Task directions:
Copy out the items below, putting "nonzero winding rule" wherever "even-odd rule" occurs and leaving every other character as it is.

Information shown:
/---

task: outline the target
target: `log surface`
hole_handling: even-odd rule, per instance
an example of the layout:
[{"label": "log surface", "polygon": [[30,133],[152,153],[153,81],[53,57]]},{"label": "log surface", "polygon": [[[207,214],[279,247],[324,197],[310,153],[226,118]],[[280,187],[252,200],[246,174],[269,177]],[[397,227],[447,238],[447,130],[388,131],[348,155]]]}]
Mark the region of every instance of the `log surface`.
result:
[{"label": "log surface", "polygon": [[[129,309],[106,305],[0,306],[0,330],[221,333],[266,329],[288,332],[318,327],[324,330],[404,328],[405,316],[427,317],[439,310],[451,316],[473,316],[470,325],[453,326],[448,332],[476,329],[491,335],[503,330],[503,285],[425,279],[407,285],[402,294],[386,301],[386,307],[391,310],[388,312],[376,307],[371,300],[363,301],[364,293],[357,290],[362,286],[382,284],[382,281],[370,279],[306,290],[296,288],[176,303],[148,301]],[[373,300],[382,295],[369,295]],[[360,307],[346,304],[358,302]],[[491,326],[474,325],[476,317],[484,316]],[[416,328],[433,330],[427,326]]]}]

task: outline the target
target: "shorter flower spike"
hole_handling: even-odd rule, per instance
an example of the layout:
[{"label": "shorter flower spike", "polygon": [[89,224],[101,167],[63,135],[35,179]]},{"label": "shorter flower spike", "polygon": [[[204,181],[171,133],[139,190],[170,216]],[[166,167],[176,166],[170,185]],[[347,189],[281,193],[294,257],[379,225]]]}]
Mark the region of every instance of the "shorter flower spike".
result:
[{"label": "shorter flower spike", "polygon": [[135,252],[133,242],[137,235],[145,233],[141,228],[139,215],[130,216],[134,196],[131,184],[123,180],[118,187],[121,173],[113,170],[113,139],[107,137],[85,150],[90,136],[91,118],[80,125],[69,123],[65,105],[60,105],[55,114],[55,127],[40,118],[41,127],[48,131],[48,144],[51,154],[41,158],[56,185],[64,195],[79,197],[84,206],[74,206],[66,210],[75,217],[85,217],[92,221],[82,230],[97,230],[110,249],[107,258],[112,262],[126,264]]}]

\---

The answer:
task: outline the target
target: `log surface`
hole_handling: nonzero winding rule, per instance
an example of the layout:
[{"label": "log surface", "polygon": [[30,133],[152,153],[153,81],[53,57]]},{"label": "log surface", "polygon": [[[207,214],[279,247],[324,197],[310,153],[226,118]],[[280,187],[252,200],[246,174],[269,177]],[[397,227],[447,238],[447,130],[388,131],[348,155]]]}]
Mark the region of every instance of the `log surface`.
result:
[{"label": "log surface", "polygon": [[[129,309],[106,305],[0,306],[0,330],[221,333],[266,329],[288,332],[318,327],[324,330],[404,328],[405,316],[427,317],[439,310],[451,316],[473,316],[470,325],[453,326],[448,332],[476,329],[491,335],[503,330],[503,285],[425,279],[407,285],[402,294],[386,301],[386,307],[391,310],[388,312],[376,307],[371,300],[363,301],[364,293],[357,290],[362,286],[382,284],[382,281],[370,279],[306,290],[296,288],[176,303],[148,301]],[[373,300],[382,295],[369,295]],[[360,307],[346,304],[358,302]],[[491,326],[474,325],[476,317],[484,316]],[[416,328],[433,330],[427,326]]]}]

task: outline the target
target: "shorter flower spike"
hole_handling: nonzero winding rule, per instance
an example of the layout:
[{"label": "shorter flower spike", "polygon": [[89,224],[101,167],[63,135],[35,179]]},{"label": "shorter flower spike", "polygon": [[[204,181],[171,133],[139,190],[170,216]],[[166,167],[176,166],[170,185]],[[347,189],[281,193],[294,257],[379,225]]]}]
Mark the region of every instance of the "shorter flower spike".
result:
[{"label": "shorter flower spike", "polygon": [[135,252],[133,242],[137,235],[145,233],[141,228],[139,215],[130,216],[134,196],[131,184],[123,180],[118,187],[121,173],[113,170],[113,139],[107,137],[85,150],[90,136],[91,118],[80,125],[69,123],[65,105],[60,105],[55,114],[55,127],[40,118],[41,127],[48,131],[48,144],[51,154],[41,158],[56,185],[64,195],[79,197],[84,206],[74,206],[66,210],[75,217],[85,217],[92,221],[82,230],[97,230],[110,249],[107,258],[112,262],[126,264]]}]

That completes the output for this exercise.